[START Document section]

2023 Asian Women's Junior Handball Championship

Tournament details
- Host country: Hong Kong
- Venue: 1 (in 1 host city)
- Dates: 30 June – 9 July
- Teams: 10 (from 1 confederation)

Final positions
- Champions: South Korea (16th title)
- Runners-up: China
- Third place: Japan
- Fourth place: Chinese Taipei

Tournament statistics
- Matches played: 29
- Goals scored: 1,681 (57.97 per match)

Awards
- Best player: Kim Min-seo

= 2023 Asian Women's Junior Handball Championship =

The 2023 Asian Women's Junior Handball Championship was the 17th edition of the championship held from 30 June to 9 July 2023 at the Kowloon Park Sports Centre, Tsim Sha Tsui, Hong Kong under the aegis of Asian Handball Federation. It was the second time in history that championship was organised by the Handball Association of Hong Kong, China. It also acted as the qualification tournament for the 2024 Women's Junior World Handball Championship.

[END Document section]
[START Raw data]

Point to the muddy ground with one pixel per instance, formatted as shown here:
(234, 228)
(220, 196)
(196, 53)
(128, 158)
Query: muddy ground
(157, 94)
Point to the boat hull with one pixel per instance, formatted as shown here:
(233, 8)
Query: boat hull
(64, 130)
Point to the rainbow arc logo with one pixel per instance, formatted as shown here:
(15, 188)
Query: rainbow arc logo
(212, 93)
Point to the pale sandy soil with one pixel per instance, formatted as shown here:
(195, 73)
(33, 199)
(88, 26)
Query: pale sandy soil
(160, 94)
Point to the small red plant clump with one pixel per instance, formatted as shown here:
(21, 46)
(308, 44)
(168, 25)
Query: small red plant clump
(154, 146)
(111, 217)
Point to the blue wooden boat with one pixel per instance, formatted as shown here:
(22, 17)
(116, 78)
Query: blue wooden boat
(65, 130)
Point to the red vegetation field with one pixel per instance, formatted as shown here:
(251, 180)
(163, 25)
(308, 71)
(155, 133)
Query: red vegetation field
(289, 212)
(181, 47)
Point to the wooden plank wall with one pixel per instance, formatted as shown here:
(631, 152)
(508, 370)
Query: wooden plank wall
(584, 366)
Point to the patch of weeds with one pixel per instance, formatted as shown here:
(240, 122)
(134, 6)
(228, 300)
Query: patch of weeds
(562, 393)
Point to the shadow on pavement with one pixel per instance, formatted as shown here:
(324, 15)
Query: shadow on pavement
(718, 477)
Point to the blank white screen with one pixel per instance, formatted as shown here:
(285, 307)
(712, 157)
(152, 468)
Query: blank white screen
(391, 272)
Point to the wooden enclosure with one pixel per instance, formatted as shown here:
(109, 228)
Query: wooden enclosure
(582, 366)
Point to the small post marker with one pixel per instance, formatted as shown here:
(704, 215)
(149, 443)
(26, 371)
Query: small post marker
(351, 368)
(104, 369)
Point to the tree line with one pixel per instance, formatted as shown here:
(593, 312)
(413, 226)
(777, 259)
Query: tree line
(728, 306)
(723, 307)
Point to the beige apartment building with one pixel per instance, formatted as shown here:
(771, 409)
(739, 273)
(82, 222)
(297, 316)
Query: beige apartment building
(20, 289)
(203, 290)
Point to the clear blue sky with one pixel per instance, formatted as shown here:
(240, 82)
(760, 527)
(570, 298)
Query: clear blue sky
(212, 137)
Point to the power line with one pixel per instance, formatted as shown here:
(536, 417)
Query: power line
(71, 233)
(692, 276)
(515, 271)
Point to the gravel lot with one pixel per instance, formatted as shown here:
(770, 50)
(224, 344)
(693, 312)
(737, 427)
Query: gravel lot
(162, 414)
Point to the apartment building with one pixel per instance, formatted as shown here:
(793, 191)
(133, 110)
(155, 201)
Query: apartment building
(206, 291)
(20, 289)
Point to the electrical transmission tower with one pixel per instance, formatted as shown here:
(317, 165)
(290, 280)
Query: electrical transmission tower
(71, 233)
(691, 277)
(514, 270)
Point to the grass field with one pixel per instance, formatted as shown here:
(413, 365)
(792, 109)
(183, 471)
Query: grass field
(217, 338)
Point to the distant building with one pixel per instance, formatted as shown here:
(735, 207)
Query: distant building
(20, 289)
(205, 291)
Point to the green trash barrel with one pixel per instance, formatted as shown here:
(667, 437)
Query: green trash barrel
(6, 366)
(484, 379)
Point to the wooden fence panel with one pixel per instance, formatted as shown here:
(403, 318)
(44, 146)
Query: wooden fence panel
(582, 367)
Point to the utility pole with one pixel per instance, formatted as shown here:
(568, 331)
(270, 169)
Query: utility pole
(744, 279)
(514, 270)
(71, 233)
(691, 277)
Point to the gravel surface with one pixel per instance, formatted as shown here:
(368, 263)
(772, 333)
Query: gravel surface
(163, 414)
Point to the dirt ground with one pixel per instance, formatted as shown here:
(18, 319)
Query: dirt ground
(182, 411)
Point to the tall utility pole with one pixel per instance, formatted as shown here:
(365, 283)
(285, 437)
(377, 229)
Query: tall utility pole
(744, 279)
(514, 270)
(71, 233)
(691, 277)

[END Raw data]

__What this exercise asks__.
A) Besides deciding the Asian junior title, what other purpose did this tournament serve, according to the handball championship article? Answer in one to three sentences.
B) Repeat the passage of the handball championship article that begins at the words "Tournament statistics" and stops after "World Handball Championship.".

__Outputs for the tasks__.
A) It also served as the qualification tournament for the 2024 Women's Junior World Handball Championship.

B)
Tournament statistics
- Matches played: 29
- Goals scored: 1,681 (57.97 per match)

Awards
- Best player: Kim Min-seo

= 2023 Asian Women's Junior Handball Championship =

The 2023 Asian Women's Junior Handball Championship was the 17th edition of the championship held from 30 June to 9 July 2023 at the Kowloon Park Sports Centre, Tsim Sha Tsui, Hong Kong under the aegis of Asian Handball Federation. It was the second time in history that championship was organised by the Handball Association of Hong Kong, China. It also acted as the qualification tournament for the 2024 Women's Junior World Handball Championship.